== Set task ==
Answer these questions about the forum thread below:
1. What is the name of the event given in the thread's title, and on what date was it held?
2. What kind of cell library does the M4 use for its P-cores, according to the thread?
3. Which tests was @leman thinking of repeating for the M4?

== Document ==
□ □ □ □ □
May 7 “Let Loose” Event - new iPads


insights about m4

Sadly, vague insights. They usually have a lot of depth in their free content, vs what’s now just an advertisement ☹️
Aye though to be fair, that the M4 uses a different, high performance, cell library for the P-cores as opposed to the high density library used previously and for the rest of the current SOC is quite interesting. If I remember right from the MR discussion between him and @theorist9, I think @leman was already ruminating on recapitulating his tests of power vs frequency for the M4 and those should be extra insightful into the design of these cores if there is anything to be seen in those graphs vs the others.
 
Aye though to be fair, that the M4 uses a different, high performance, cell library for the P-cores as opposed to the high density library used previously and for the rest of the current SOC is quite interesting. If I remember right from the MR discussion between him and @theorist9, I think @leman was already ruminating on recapitulating his tests of power vs frequency for the M4 and those should be extra insightful into the design of these cores if there is anything to be seen in those graphs vs the others.

I may be running up against the limits of my understanding here, so this may be obvious to others, but... how can they know that it is as they say - HP for CPUs, HD for everything else? Isn't the whole point of finflex that you have a lot more flexibility in the details? I would expect it to be *approximately* as they say, but with plenty of variances.
□ □ □ □ □
== Given data ==
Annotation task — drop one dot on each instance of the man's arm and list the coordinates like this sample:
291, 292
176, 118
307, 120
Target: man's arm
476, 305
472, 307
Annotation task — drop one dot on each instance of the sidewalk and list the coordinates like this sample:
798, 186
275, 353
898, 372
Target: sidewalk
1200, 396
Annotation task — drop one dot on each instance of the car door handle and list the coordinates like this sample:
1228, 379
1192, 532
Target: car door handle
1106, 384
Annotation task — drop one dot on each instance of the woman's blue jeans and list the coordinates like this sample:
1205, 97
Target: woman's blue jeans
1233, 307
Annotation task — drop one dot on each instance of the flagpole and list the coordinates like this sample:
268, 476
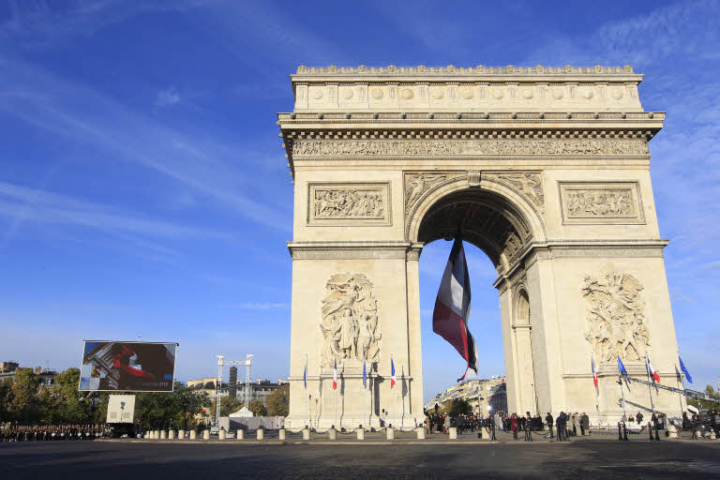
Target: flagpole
307, 399
647, 370
597, 387
392, 393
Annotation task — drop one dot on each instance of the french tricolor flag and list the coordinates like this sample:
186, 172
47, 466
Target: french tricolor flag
652, 370
452, 309
392, 373
335, 376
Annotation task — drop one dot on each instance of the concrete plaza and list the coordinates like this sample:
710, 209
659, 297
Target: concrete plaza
588, 457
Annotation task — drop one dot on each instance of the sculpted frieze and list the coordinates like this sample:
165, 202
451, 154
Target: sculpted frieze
529, 183
331, 202
460, 147
419, 183
349, 323
615, 315
601, 202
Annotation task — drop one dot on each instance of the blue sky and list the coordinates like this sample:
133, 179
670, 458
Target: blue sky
143, 189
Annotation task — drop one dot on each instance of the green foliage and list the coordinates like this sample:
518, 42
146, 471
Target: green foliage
278, 402
24, 403
177, 409
257, 407
706, 404
26, 400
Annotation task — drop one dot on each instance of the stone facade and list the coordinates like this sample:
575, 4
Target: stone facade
547, 169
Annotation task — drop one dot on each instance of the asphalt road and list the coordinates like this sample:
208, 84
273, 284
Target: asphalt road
578, 460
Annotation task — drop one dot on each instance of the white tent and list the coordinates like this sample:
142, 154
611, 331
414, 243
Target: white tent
243, 412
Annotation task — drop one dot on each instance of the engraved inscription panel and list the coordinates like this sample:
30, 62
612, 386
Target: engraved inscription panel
589, 203
349, 204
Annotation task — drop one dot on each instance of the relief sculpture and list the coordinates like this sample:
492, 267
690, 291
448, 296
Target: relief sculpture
416, 184
344, 203
528, 183
615, 316
349, 322
600, 203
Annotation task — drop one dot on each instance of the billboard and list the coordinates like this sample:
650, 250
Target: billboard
127, 366
121, 409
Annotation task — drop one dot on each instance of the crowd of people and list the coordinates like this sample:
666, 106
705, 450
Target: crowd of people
17, 432
703, 424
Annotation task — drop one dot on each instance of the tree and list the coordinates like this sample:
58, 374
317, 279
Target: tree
278, 402
5, 400
229, 405
73, 407
706, 404
257, 407
24, 403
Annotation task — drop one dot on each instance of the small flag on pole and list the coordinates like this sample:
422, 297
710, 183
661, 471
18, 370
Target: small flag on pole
392, 373
335, 376
305, 374
652, 371
621, 367
682, 367
592, 365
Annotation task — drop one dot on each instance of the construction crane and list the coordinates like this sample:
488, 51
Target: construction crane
248, 379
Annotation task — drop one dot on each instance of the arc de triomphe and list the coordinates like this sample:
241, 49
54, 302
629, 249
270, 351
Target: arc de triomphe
546, 170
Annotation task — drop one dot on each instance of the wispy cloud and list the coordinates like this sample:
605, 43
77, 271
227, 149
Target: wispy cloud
88, 117
257, 306
167, 98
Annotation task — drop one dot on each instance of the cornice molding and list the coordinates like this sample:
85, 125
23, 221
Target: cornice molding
464, 71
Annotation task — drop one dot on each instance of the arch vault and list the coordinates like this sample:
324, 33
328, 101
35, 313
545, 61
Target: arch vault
546, 170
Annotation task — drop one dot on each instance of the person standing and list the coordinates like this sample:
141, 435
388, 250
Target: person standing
584, 424
549, 420
528, 428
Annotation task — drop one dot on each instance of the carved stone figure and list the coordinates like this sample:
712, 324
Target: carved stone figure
343, 203
418, 183
615, 316
600, 203
349, 320
528, 183
513, 245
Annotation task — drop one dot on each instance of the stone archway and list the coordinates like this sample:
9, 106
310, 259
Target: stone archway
544, 169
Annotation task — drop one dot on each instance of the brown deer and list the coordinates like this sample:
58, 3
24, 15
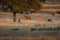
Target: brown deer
27, 17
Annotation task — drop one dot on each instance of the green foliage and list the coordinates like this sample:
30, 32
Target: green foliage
15, 29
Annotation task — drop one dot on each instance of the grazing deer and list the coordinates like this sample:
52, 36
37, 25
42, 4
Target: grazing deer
27, 17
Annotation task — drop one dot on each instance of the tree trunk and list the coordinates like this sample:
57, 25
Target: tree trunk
14, 13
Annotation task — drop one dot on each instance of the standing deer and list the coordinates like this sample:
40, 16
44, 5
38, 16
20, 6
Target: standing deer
27, 17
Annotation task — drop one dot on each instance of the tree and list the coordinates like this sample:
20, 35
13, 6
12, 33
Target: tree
21, 5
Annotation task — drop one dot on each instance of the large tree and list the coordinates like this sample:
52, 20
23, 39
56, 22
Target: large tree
21, 5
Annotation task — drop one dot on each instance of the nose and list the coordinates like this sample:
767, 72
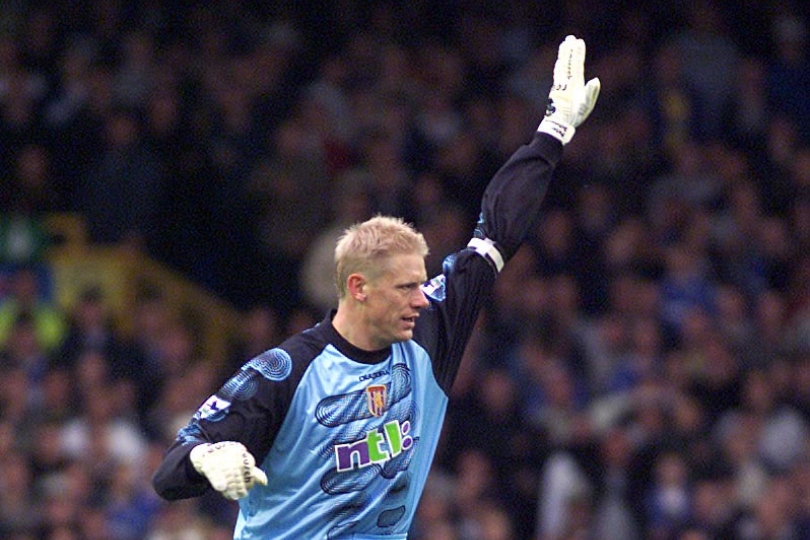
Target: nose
419, 299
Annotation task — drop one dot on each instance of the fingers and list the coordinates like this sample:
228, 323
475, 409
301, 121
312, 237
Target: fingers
569, 70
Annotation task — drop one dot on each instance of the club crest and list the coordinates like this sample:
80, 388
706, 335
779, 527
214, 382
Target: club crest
377, 398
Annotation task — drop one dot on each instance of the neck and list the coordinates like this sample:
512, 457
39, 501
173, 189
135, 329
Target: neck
349, 324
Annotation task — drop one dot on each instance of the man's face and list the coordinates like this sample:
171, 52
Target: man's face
394, 299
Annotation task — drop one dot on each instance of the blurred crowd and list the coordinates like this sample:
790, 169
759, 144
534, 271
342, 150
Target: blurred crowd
643, 370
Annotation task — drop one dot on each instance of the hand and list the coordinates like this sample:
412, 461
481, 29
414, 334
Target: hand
229, 467
570, 100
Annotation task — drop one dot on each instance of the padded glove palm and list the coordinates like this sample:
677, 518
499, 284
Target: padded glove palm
228, 466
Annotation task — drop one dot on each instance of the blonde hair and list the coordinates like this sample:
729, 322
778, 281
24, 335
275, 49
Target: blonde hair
364, 246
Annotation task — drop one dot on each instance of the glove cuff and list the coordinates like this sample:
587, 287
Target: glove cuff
559, 129
197, 456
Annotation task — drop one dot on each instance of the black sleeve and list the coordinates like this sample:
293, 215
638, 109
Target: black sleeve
511, 204
249, 408
509, 210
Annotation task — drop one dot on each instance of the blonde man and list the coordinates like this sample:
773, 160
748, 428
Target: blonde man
332, 433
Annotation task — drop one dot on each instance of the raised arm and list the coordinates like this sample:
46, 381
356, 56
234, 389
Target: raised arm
511, 202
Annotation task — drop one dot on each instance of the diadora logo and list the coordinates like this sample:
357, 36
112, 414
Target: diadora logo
377, 446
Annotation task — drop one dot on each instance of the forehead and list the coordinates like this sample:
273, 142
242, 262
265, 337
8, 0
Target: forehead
403, 268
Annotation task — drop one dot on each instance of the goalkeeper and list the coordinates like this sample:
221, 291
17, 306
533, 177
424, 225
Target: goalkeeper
332, 433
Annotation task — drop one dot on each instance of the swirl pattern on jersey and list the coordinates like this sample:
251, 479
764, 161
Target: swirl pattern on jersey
273, 365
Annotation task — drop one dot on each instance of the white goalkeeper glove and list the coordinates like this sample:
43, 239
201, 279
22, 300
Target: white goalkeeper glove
229, 467
570, 100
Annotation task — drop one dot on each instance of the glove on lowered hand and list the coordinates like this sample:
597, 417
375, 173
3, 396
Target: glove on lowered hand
228, 466
570, 100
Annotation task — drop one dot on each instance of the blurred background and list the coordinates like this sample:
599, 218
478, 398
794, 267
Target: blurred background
173, 176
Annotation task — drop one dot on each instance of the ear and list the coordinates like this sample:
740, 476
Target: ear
356, 285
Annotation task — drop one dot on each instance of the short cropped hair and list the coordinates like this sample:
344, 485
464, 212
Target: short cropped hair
363, 246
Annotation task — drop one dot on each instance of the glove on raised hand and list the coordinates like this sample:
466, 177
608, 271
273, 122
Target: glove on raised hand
228, 466
570, 100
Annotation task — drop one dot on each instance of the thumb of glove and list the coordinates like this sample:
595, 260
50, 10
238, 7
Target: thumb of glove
586, 101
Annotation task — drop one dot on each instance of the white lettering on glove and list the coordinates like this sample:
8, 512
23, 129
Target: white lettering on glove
229, 467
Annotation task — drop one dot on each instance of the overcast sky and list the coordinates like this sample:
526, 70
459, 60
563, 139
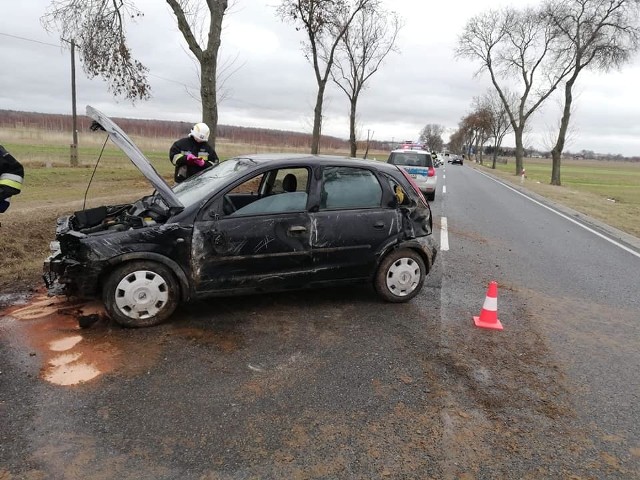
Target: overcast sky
273, 86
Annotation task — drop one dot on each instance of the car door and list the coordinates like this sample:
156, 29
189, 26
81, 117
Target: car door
351, 226
264, 245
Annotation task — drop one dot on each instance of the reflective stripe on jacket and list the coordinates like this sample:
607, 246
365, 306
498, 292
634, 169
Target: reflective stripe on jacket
13, 181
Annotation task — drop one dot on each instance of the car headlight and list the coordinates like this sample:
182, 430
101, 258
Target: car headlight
54, 246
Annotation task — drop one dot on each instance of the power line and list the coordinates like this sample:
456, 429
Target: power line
30, 40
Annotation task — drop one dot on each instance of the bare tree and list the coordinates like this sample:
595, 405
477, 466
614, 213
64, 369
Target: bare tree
365, 44
514, 46
325, 22
431, 135
499, 124
98, 27
456, 141
596, 34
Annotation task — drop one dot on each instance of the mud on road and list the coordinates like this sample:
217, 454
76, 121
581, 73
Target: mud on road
330, 384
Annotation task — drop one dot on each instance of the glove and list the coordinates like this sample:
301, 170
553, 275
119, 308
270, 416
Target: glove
95, 126
193, 160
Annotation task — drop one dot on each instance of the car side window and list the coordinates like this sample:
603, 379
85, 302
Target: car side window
280, 191
348, 187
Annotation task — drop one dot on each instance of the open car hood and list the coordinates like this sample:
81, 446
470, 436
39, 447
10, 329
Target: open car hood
137, 157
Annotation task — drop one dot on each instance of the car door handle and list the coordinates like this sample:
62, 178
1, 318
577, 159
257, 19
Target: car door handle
297, 230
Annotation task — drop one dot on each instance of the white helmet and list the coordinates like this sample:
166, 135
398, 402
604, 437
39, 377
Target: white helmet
200, 132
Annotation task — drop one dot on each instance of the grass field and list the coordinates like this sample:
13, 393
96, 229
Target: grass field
607, 191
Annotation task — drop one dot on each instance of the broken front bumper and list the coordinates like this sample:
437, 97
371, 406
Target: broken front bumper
63, 276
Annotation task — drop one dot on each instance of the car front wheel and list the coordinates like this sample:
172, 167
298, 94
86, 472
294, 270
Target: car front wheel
140, 294
400, 276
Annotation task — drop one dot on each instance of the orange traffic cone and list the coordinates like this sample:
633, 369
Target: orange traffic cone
489, 315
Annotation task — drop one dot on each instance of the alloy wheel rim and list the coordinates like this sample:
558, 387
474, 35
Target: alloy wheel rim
403, 277
141, 294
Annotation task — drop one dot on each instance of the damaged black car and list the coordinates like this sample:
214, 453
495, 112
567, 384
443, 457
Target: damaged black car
253, 223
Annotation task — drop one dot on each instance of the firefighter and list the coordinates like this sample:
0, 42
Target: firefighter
191, 154
11, 178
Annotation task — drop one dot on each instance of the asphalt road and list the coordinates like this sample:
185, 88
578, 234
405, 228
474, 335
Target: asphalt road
335, 384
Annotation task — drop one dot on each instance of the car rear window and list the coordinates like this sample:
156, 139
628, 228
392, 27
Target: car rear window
346, 187
410, 159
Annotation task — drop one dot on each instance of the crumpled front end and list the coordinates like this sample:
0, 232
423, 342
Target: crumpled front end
67, 270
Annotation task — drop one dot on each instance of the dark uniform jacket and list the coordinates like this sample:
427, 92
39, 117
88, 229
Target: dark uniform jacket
11, 178
178, 156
□ □ □ □ □
== Response to this task ==
1. The "Let Loose" event, held on May 7.
2. A high performance cell library, unlike the high density library used before and for the rest of the current SOC.
3. His tests of power versus frequency.